- Selected passage
____________
He also was physically abusive towards my mom and brothers. I almost died when I was a teen and he never came to see me in the hospital. I am in my mid 30s now. What would you do if you were in my shoes? I appreciate good empathetic advice please, thanks.
The fact that he expects anything from you just goes to show he's not sorry for what he's done and he's still a controlling monster. I'd tell him you expected him to keep you safe as a child and he failed that miserably so he can go f himself. He should be begging you for forgiveness on his knees. Family doesn't mean anything when that type of betrayal is involved! And it doesn't matter what your mother or sibilings want, they don't live your life... You do.
Only you can know if not seeing him before he dies will haunt you as you go with your life.
What do you mean by "be there". Is he expecting you to care for him in his infirmity, or does he just want to see you one last time.
If it were the former, I'd say "screw you, you old goat". You own him nothing.
IF it is just that he wants to see you before he dies, you might be the bigger person by going to say good bye. You'll feel better for it.
But what ever you do, make it your own choice and don't let anyone force you into anything.
think you should be seeing a mental health professional, not us. and discuss the issue with him/her
Legally you have no obligation to "be there."
Morally, well, you need to ask this in a different section.
Ultimately you have to decide what you can live with. Some people find when they are dying that they are more willing to admit to wrongdoing and to offer an apology to their victims. Some people never get to that point.
If you do not feel safe with him and can live with not seeing him/trying to make peace, you don't owe him your presence.
Our oldest daughter became part of our family as a teenager. She lived a nightmare of a childhood in which every rotten thing you can do to a child was done to her repeatedly. She has received apologies from both her mother and her father. Her father killed himself a few years ago and she feels good knowing that happened before he died.
You owe him nothing. If he molested you in addition to being abusive towards your mom and your brothers, then he isn't owed a damn thing. Live your life; be happy. Focus on the today and the tomorrow. If it were me I'd tell him you don't forgive him and that I hope it haunts him until he dies. This isn't being verbally abusive. Molestation is a crime. He's a criminal.
hello eric , you should visit your father once before he is put on the treason gallows .
Are you sure about all this? This sounds serious stuff!
____________
- Dataset
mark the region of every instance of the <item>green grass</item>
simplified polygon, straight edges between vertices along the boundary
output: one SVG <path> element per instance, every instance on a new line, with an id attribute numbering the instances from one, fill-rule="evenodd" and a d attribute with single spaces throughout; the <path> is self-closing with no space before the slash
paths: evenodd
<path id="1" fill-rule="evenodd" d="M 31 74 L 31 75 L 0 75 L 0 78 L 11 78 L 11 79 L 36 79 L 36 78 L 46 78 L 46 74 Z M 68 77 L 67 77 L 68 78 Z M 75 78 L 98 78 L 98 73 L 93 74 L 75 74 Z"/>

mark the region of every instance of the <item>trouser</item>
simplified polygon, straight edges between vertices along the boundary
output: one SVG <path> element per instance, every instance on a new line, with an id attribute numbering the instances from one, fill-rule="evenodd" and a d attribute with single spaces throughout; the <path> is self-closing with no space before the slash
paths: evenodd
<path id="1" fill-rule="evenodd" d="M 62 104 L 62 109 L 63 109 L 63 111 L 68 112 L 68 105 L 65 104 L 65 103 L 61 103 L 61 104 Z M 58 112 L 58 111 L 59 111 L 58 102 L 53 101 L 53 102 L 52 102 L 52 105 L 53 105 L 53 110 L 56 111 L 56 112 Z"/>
____________
- Activity
According to the forum thread, how old is the person asking for advice? The records were drawn from a separate source.

- Written answer
In their mid 30s.